▶ _Apply what you read_
**A)** Answer these questions from the passage on anxiety, one answer per line, marked the same way:
(i) When is anxiety considered a problem?
(ii) What does the abbreviation GAD stand for?
(iii) What do GAD sufferers often worry about?
**B)** Continue the passage on anxiety, starting right after its last sentence.

START Given text

People often experience a general state of worry or fear before confronting something challenging such as a test, examination, recital, or interview. These feelings are easily justified and considered normal. Anxiety is considered a problem when symptoms interfere with a person’s ability to sleep or otherwise function. Generally speaking, anxiety occurs when a reaction is out of proportion with what might be normally expected in a situation.
Anxiety disorders can be classified into several more specific types. The most common are briefly described below.
Generalized Anxiety Disorder (GAD)
Generalized Anxiety Disorder (GAD) is a chronic disorder characterized by excessive, long-lasting anxiety and worry about nonspecific life events, objects, and situations.
GAD sufferers often feel afraid and worry about health, money, family, work, or school, but they have trouble both identifying the specific fear and controlling the worries. Their fear is usually unrealistic or out of proportion with what may be expected in their situation. Sufferers expect failure and disaster to the point that it interferes with daily functions like work, school, social activities, and relationships.

END Given text
START Recorded data

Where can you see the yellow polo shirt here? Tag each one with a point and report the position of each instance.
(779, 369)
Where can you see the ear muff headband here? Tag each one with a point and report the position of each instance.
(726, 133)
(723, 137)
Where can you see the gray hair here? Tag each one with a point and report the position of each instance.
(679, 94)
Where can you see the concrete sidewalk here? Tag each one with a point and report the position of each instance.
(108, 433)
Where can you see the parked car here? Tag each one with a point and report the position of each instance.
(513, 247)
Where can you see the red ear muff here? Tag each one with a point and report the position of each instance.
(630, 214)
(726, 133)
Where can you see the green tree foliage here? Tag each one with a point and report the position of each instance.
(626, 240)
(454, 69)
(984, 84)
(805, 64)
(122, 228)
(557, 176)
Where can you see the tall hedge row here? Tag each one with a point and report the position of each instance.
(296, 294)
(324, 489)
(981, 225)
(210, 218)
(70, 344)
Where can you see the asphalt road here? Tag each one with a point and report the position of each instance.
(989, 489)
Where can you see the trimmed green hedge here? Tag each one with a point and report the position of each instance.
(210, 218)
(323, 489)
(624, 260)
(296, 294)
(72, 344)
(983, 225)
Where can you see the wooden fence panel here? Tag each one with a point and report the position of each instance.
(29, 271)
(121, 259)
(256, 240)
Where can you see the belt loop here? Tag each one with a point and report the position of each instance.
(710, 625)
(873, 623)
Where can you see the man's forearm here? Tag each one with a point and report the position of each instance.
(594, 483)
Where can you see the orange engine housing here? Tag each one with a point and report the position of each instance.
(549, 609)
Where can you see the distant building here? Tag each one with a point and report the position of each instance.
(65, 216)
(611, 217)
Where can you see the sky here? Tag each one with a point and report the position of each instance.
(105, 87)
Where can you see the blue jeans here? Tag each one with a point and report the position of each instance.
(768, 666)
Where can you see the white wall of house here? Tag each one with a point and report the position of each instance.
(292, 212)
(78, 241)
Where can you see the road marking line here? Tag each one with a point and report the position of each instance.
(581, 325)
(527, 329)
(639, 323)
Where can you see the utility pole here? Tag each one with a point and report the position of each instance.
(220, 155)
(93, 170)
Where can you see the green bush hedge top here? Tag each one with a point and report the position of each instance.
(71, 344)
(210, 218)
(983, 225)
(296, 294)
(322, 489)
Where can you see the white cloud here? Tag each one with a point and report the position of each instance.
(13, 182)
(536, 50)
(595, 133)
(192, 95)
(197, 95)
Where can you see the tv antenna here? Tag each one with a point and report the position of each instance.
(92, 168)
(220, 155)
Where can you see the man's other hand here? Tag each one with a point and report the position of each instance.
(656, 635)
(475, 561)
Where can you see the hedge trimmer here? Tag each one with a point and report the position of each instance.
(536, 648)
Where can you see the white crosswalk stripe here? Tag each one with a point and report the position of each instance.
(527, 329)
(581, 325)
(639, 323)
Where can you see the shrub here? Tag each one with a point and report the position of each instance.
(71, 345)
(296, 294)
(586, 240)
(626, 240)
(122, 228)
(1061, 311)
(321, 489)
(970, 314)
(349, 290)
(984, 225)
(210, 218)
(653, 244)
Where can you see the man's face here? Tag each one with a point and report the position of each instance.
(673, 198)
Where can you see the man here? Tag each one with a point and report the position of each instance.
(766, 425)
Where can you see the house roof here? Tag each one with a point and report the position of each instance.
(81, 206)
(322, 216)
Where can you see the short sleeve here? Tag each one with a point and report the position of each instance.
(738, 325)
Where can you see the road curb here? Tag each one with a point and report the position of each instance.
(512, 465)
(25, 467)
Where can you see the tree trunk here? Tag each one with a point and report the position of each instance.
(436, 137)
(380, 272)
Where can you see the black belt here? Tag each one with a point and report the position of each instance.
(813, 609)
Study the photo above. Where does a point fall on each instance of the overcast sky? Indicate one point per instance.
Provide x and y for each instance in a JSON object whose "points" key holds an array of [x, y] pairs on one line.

END Recorded data

▶ _Your responses_
**A)**
(i) When symptoms interfere with a person's ability to sleep or otherwise function.
(ii) Generalized Anxiety Disorder.
(iii) Health, money, family, work, or school.

**B)**
In this short video from The Psych Network, Dr. Sylvia Gearing discusses Generalized Anxiety Disorder and how it affects sufferers.
Panic Disorder is a type of anxiety characterized by brief or sudden attacks of intense terror and apprehension that leads to shaking, confusion, dizziness, nausea, and difficulty breathing. Panic attacks tend to arise abruptly and peak after 10 minutes, but they then may last for hours. Panic disorders usually occur after frightening experiences or prolonged stress, but they can be spontaneous as well.
A panic attack may lead an individual to be acutely aware of any change in normal body function, interpreting it as a life threatening illness – hypervigiliance followed by hypochondriasis. In addition, panic attacks lead a sufferer to expect future attacks, which may cause drastic behavioral changes in order to avoid these attacks.
A Phobia is an irrational fear and avoidance of an object or situation. Phobias are different from generalized anxiety disorders because a phobia has a fear response identified with a specific cause. The fear may be acknowledged as irrational or unnecessary, but the person is still unable to control the anxiety that results. Stimuli for phobia may be as varied as situations, animals, or everyday objects. For example, agoraphobia occurs when one avoids a place or situation to avoid an anxiety or panic attack. Agoraphobics will situate themselves so that escape will not be difficult or embarrassing, and they will change their behavior to reduce anxiety about being able to escape.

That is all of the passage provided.